Pipeline Scripts Integration

18 Python and Go scripts are wired directly into agent workflows. Each script is called at a specific point in the pipeline — agents do not call them ad-hoc.

Script	Called by	Pipeline point
`bootstrap.py`	Agent 3	`!build` activation
`spec_validate.py`	Agent 2	Before `!build` unlocks
`staged_write.py`	Agent 3	Before every file write
`secret_scan.py`	Agent 3	Pre-write (blocks on detection)
`write_log.py`	Agent 3	After each approved write
`sast_scan.py`	Agent 3	After each write is applied
`check_coverage.py`	Agent 3, Agent 6	After TC tests pass; Phase 3A
`parallel_runner.go`	Agent 3	Multi-task batches
`semantic_search.py`	Agent 3	Before every arch-class task
`migration_safety.py`	Agent 2, Agent 3	Schema changes
`pipeline_replay.py`	Agent 0 (`!replay`)	On demand
`session_fork.py`	Agent 0 (`!fork`)	On demand
`pipeline_improve.py`	Agent 3, Agent 0	Post-build, post-run
`container_verify.py`	Agent 6	Phase 12B (before final SHIP)

» TASKS TO PERFORM:
(a) Please copy the pipeline scripts text word for word, from "18 Python and" to "call them ad-hoc.".
(b) In the pipeline scripts text, at what point in the pipeline is `secret_scan.py` called?

» DATASET EXCERPTS:
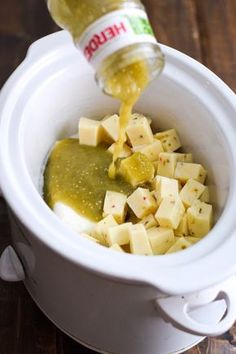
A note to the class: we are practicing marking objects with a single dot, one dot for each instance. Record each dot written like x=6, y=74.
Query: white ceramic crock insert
x=41, y=103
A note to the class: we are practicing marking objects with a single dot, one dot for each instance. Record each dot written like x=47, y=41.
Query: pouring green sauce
x=77, y=175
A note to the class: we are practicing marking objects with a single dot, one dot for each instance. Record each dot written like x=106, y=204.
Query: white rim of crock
x=194, y=269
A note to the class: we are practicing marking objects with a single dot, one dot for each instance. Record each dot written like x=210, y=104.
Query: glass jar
x=114, y=35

» RESPONSES:
(a)
18 Python and Go scripts are wired directly into agent workflows. Each script is called at a specific point in the pipeline — agents do not call them ad-hoc.

(b) Pre-write, and it blocks on detection.